§ **EXERCISE DESCRIPTION**: Can you lay out the lines below as a two-column CSV with the headers request and answer, one row per request, each value in its own quoted field with line breaks turned into spaces? If a request has more than one answer, keep them together in that row's answer field.

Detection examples
* * * * *

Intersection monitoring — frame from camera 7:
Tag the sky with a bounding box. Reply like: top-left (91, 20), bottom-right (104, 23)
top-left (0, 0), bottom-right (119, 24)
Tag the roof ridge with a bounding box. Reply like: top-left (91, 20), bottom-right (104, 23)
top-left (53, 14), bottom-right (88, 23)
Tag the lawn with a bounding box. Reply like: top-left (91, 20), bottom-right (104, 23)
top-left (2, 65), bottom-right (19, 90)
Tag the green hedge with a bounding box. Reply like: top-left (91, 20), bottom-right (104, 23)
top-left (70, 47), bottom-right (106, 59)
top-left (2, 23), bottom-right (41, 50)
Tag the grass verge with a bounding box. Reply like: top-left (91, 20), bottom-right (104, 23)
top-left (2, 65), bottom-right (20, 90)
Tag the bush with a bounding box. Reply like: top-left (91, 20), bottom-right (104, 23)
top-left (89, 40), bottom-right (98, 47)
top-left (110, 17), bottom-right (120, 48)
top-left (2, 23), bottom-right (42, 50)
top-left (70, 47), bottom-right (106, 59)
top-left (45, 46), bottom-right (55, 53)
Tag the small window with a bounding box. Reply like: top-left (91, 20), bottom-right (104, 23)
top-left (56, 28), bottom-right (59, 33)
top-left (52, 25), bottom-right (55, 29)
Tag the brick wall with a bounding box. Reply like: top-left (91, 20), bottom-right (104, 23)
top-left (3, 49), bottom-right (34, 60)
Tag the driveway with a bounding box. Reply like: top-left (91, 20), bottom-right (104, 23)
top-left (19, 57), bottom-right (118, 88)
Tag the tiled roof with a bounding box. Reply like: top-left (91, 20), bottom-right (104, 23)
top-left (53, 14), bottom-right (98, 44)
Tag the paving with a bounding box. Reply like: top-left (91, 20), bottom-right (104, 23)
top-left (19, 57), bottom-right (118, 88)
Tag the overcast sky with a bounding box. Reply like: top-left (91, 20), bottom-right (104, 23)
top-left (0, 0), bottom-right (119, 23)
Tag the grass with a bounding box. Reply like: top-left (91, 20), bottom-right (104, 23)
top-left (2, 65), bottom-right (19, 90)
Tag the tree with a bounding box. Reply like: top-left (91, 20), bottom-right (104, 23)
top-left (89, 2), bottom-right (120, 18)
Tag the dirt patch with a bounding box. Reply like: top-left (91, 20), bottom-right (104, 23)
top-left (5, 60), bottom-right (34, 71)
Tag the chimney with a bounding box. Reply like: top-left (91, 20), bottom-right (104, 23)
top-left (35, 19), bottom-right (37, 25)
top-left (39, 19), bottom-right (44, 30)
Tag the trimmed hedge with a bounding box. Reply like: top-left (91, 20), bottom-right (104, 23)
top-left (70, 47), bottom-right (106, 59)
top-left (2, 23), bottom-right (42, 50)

* * * * *

§ **RESULT OF THIS TASK**:
request,answer
"Intersection monitoring — frame from camera 7: Tag the sky with a bounding box. Reply like: top-left (91, 20), bottom-right (104, 23)","top-left (0, 0), bottom-right (119, 24)"
"Tag the roof ridge with a bounding box. Reply like: top-left (91, 20), bottom-right (104, 23)","top-left (53, 14), bottom-right (88, 23)"
"Tag the lawn with a bounding box. Reply like: top-left (91, 20), bottom-right (104, 23)","top-left (2, 65), bottom-right (19, 90)"
"Tag the green hedge with a bounding box. Reply like: top-left (91, 20), bottom-right (104, 23)","top-left (70, 47), bottom-right (106, 59) top-left (2, 23), bottom-right (41, 50)"
"Tag the grass verge with a bounding box. Reply like: top-left (91, 20), bottom-right (104, 23)","top-left (2, 65), bottom-right (20, 90)"
"Tag the bush with a bounding box. Reply like: top-left (91, 20), bottom-right (104, 23)","top-left (89, 40), bottom-right (98, 47) top-left (110, 17), bottom-right (120, 48) top-left (2, 23), bottom-right (42, 50) top-left (70, 47), bottom-right (106, 59) top-left (45, 46), bottom-right (55, 53)"
"Tag the small window with a bounding box. Reply like: top-left (91, 20), bottom-right (104, 23)","top-left (56, 28), bottom-right (59, 33) top-left (52, 25), bottom-right (55, 29)"
"Tag the brick wall with a bounding box. Reply like: top-left (91, 20), bottom-right (104, 23)","top-left (3, 49), bottom-right (34, 60)"
"Tag the driveway with a bounding box. Reply like: top-left (91, 20), bottom-right (104, 23)","top-left (19, 57), bottom-right (118, 88)"
"Tag the tiled roof with a bounding box. Reply like: top-left (91, 20), bottom-right (104, 23)","top-left (53, 14), bottom-right (98, 44)"
"Tag the paving with a bounding box. Reply like: top-left (91, 20), bottom-right (104, 23)","top-left (19, 57), bottom-right (118, 88)"
"Tag the overcast sky with a bounding box. Reply like: top-left (91, 20), bottom-right (104, 23)","top-left (0, 0), bottom-right (119, 23)"
"Tag the grass with a bounding box. Reply like: top-left (91, 20), bottom-right (104, 23)","top-left (2, 65), bottom-right (19, 90)"
"Tag the tree with a bounding box. Reply like: top-left (91, 20), bottom-right (104, 23)","top-left (89, 2), bottom-right (120, 18)"
"Tag the dirt patch with a bounding box. Reply like: top-left (91, 20), bottom-right (104, 23)","top-left (5, 60), bottom-right (34, 71)"
"Tag the chimney with a bounding box. Reply like: top-left (91, 20), bottom-right (104, 23)","top-left (35, 19), bottom-right (37, 25) top-left (39, 19), bottom-right (44, 30)"
"Tag the trimmed hedge with a bounding box. Reply like: top-left (91, 20), bottom-right (104, 23)","top-left (70, 47), bottom-right (106, 59) top-left (2, 23), bottom-right (42, 50)"